### WORK TASK
Extract the lines from the first one in the records below through the line containing "x=483 y=257", keeping both ends and leaving out any pictures.

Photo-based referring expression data
===============

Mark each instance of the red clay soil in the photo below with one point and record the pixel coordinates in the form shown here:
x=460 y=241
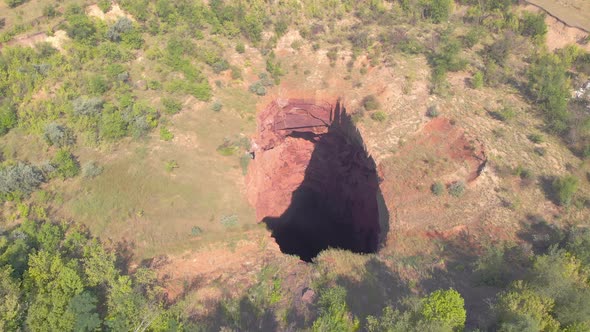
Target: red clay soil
x=452 y=141
x=311 y=173
x=280 y=159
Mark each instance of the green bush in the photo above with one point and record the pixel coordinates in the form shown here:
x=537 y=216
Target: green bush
x=170 y=165
x=437 y=188
x=258 y=88
x=533 y=25
x=506 y=114
x=165 y=134
x=104 y=5
x=66 y=165
x=14 y=3
x=370 y=103
x=536 y=138
x=334 y=313
x=378 y=116
x=91 y=169
x=8 y=118
x=216 y=107
x=58 y=135
x=445 y=306
x=240 y=48
x=171 y=106
x=549 y=87
x=457 y=188
x=565 y=188
x=477 y=80
x=121 y=26
x=432 y=111
x=84 y=106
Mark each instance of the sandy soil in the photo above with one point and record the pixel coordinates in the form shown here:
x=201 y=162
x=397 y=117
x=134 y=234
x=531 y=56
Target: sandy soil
x=112 y=15
x=560 y=34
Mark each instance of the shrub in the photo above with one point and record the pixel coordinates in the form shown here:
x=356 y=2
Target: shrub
x=165 y=134
x=170 y=165
x=506 y=114
x=97 y=84
x=258 y=88
x=14 y=3
x=91 y=169
x=370 y=103
x=19 y=178
x=432 y=111
x=104 y=5
x=49 y=11
x=8 y=118
x=445 y=306
x=58 y=135
x=457 y=188
x=437 y=188
x=84 y=106
x=171 y=106
x=333 y=312
x=196 y=231
x=236 y=73
x=240 y=47
x=216 y=107
x=565 y=188
x=549 y=88
x=123 y=25
x=533 y=25
x=536 y=138
x=378 y=116
x=66 y=165
x=477 y=80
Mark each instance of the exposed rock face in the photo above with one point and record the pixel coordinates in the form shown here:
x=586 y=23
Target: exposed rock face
x=312 y=181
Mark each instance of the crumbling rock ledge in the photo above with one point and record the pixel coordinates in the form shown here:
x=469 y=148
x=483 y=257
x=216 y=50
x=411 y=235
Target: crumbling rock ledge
x=312 y=181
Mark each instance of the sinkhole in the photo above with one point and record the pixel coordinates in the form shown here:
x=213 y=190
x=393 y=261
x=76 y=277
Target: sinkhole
x=312 y=181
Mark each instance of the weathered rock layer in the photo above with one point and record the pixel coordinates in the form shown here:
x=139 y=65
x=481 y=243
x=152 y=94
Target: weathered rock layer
x=312 y=181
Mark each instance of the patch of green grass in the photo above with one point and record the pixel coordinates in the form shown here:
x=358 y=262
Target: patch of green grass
x=378 y=116
x=166 y=134
x=171 y=165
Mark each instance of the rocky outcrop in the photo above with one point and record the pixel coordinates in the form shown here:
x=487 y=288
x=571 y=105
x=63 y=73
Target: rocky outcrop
x=312 y=181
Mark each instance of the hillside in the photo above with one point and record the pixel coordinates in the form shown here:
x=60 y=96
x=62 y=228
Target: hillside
x=294 y=165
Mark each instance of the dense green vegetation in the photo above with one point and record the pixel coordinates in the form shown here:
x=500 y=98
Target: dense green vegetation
x=92 y=93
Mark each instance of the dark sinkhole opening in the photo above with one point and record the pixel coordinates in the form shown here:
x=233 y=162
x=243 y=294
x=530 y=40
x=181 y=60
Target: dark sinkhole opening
x=339 y=203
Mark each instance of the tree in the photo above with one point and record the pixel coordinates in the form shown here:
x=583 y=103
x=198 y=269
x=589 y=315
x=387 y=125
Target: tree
x=83 y=308
x=533 y=25
x=66 y=165
x=11 y=308
x=7 y=118
x=446 y=306
x=549 y=87
x=334 y=315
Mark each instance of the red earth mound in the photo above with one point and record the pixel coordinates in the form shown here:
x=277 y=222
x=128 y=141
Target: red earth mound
x=312 y=181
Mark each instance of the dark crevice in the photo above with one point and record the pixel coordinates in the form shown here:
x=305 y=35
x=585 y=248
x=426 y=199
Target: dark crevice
x=338 y=203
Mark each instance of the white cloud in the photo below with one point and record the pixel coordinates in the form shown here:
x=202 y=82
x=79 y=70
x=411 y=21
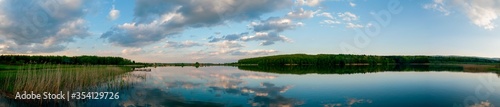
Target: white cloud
x=326 y=14
x=352 y=25
x=438 y=5
x=301 y=14
x=352 y=4
x=330 y=22
x=267 y=38
x=114 y=13
x=482 y=13
x=348 y=16
x=156 y=20
x=184 y=44
x=132 y=51
x=273 y=24
x=32 y=26
x=311 y=3
x=254 y=52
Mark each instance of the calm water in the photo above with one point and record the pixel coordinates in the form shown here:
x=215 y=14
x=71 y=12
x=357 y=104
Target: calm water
x=230 y=86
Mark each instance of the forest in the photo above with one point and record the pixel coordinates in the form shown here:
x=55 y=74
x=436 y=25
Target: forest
x=77 y=60
x=348 y=59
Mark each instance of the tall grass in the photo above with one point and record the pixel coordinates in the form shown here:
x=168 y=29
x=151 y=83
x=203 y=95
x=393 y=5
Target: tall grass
x=55 y=78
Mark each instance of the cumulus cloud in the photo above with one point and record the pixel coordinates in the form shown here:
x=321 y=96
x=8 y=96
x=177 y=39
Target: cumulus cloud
x=327 y=15
x=230 y=37
x=301 y=14
x=311 y=3
x=254 y=52
x=132 y=51
x=114 y=13
x=267 y=38
x=159 y=19
x=273 y=24
x=330 y=22
x=482 y=13
x=352 y=4
x=438 y=5
x=352 y=25
x=33 y=26
x=184 y=44
x=348 y=16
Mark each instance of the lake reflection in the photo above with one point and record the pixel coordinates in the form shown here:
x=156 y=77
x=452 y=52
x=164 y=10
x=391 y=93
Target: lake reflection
x=229 y=86
x=233 y=86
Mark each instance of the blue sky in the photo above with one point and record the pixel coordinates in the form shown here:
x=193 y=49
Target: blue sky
x=227 y=30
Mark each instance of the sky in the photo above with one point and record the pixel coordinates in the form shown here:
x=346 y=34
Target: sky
x=222 y=31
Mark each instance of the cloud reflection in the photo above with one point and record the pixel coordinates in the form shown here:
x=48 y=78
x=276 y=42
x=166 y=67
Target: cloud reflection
x=349 y=102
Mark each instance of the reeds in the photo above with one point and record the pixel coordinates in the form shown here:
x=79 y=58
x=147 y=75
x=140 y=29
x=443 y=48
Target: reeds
x=55 y=78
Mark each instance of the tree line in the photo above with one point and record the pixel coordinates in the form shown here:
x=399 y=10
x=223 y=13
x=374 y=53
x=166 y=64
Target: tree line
x=348 y=59
x=86 y=60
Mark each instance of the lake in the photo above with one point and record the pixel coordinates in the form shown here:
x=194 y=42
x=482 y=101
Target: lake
x=244 y=86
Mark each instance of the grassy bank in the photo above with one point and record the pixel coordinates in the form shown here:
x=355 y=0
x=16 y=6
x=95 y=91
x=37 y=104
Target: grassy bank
x=55 y=78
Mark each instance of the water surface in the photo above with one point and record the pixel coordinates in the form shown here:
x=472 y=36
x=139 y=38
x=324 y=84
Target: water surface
x=230 y=86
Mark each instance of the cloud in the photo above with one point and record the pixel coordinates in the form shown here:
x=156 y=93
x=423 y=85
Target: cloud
x=254 y=52
x=132 y=51
x=185 y=44
x=330 y=22
x=352 y=4
x=230 y=37
x=273 y=24
x=482 y=13
x=352 y=25
x=301 y=14
x=33 y=26
x=311 y=3
x=114 y=14
x=159 y=19
x=266 y=38
x=326 y=14
x=438 y=5
x=348 y=16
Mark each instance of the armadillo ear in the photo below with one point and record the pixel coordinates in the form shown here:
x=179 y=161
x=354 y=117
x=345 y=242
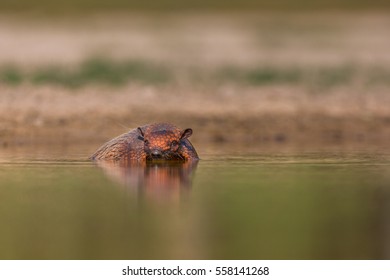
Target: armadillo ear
x=140 y=131
x=186 y=133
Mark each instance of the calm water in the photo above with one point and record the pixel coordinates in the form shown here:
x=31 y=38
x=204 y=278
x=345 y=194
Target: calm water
x=231 y=205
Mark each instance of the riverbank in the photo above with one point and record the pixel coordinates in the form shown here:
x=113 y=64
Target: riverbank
x=249 y=79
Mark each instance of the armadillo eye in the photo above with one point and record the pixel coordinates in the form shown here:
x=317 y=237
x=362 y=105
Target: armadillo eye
x=174 y=144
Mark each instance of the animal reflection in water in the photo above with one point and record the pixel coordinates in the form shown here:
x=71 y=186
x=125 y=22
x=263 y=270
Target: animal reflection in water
x=159 y=180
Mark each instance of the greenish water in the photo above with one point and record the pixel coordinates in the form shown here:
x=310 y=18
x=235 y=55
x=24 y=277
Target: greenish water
x=326 y=205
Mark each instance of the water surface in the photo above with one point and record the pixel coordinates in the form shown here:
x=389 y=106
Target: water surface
x=231 y=205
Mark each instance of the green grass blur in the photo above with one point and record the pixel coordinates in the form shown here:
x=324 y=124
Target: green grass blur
x=105 y=71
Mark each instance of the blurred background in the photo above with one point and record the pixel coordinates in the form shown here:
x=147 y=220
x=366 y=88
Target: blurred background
x=289 y=102
x=237 y=72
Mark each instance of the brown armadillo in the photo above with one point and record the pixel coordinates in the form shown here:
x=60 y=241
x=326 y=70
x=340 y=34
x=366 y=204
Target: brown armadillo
x=159 y=141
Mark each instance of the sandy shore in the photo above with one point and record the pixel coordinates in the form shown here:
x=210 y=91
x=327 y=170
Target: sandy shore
x=352 y=111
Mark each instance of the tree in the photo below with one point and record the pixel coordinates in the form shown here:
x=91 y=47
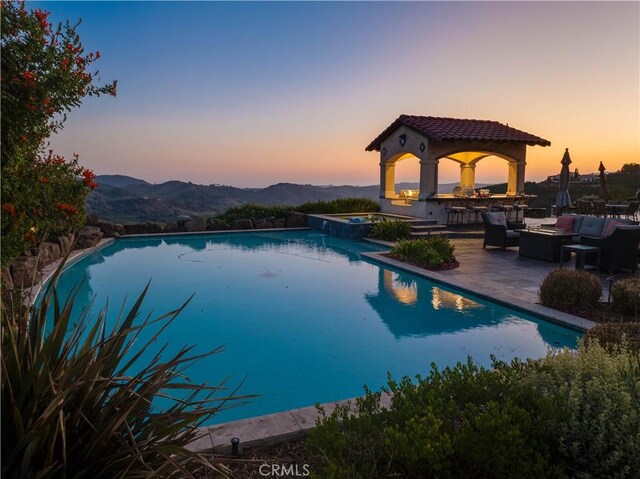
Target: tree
x=45 y=74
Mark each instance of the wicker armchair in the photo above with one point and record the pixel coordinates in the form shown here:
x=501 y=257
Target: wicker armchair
x=499 y=232
x=618 y=251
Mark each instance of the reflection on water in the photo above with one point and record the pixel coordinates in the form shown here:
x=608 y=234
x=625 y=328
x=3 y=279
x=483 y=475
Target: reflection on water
x=443 y=299
x=404 y=292
x=318 y=245
x=301 y=315
x=412 y=307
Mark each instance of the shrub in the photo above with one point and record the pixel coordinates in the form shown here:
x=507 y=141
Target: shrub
x=254 y=211
x=612 y=335
x=573 y=291
x=596 y=395
x=341 y=205
x=77 y=400
x=391 y=230
x=431 y=253
x=459 y=422
x=572 y=414
x=625 y=294
x=45 y=73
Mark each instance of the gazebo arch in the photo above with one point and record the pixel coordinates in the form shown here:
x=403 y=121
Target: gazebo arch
x=466 y=142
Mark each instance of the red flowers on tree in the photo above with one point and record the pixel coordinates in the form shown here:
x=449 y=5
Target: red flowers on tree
x=45 y=74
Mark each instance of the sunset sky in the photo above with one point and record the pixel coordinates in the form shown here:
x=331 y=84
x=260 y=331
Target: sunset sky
x=251 y=94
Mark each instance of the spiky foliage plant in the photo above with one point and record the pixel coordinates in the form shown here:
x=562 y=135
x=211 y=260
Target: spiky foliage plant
x=78 y=397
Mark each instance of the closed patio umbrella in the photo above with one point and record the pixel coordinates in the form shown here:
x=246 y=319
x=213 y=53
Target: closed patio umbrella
x=603 y=182
x=563 y=200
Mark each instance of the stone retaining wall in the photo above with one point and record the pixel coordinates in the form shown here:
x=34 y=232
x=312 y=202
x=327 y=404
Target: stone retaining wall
x=26 y=270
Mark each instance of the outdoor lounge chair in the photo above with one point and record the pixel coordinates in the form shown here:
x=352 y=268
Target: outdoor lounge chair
x=500 y=232
x=618 y=251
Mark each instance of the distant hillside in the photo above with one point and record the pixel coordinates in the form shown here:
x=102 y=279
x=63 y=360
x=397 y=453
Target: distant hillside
x=621 y=185
x=120 y=181
x=124 y=199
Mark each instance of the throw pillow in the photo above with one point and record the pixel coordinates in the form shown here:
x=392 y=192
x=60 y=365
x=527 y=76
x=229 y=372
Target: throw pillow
x=565 y=223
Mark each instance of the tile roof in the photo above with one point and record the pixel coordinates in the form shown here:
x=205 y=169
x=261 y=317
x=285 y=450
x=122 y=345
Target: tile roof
x=453 y=129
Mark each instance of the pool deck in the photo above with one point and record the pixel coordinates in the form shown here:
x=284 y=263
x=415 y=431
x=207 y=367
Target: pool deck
x=501 y=276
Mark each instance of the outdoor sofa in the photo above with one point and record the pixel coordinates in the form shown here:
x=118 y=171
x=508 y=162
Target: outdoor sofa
x=617 y=238
x=498 y=231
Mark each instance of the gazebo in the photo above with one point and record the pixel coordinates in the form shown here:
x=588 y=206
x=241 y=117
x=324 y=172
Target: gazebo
x=431 y=139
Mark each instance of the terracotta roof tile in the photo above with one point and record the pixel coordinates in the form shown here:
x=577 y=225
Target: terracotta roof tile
x=453 y=129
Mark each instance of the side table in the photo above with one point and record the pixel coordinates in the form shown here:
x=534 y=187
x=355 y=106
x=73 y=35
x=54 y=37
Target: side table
x=581 y=252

===============

### ANSWER FOR THIS EXERCISE
Mark each instance of the red clay soil in the photo below with one point and record the pixel coordinates in the form shown here:
x=460 y=241
Target: red clay soil
x=452 y=141
x=311 y=173
x=280 y=159
Mark each instance of the green bush in the photo above with one point and record the pixel coordinates in the form shown here:
x=537 y=216
Target: green bush
x=170 y=165
x=437 y=188
x=258 y=88
x=533 y=25
x=506 y=114
x=165 y=134
x=104 y=5
x=66 y=165
x=14 y=3
x=370 y=103
x=536 y=138
x=334 y=313
x=378 y=116
x=91 y=169
x=8 y=118
x=216 y=107
x=58 y=135
x=445 y=306
x=240 y=48
x=171 y=106
x=549 y=87
x=457 y=188
x=565 y=188
x=477 y=80
x=121 y=26
x=432 y=111
x=84 y=106
Mark each instance of the sandy soil in the photo above with one point and record the pixel coordinates in the form shown here:
x=201 y=162
x=397 y=117
x=134 y=234
x=531 y=56
Target: sandy soil
x=112 y=15
x=560 y=34
Mark each instance of the shrub in the photo above with one point and record the pixel coordinates in the form shown here:
x=356 y=2
Target: shrub
x=165 y=134
x=170 y=165
x=506 y=114
x=97 y=84
x=258 y=88
x=14 y=3
x=91 y=169
x=370 y=103
x=19 y=178
x=432 y=111
x=104 y=5
x=49 y=11
x=8 y=118
x=445 y=306
x=58 y=135
x=457 y=188
x=437 y=188
x=84 y=106
x=171 y=106
x=333 y=312
x=196 y=231
x=236 y=73
x=240 y=47
x=216 y=107
x=565 y=188
x=549 y=88
x=123 y=25
x=533 y=25
x=536 y=138
x=378 y=116
x=66 y=165
x=477 y=80
Mark each instance of the exposed rock face in the photo above with one point and record the pixel coordinates in the form shown here:
x=586 y=23
Target: exposed rock face
x=312 y=181
Mark each instance of the crumbling rock ledge in the photo above with one point and record the pixel coordinates in the form shown here:
x=469 y=148
x=483 y=257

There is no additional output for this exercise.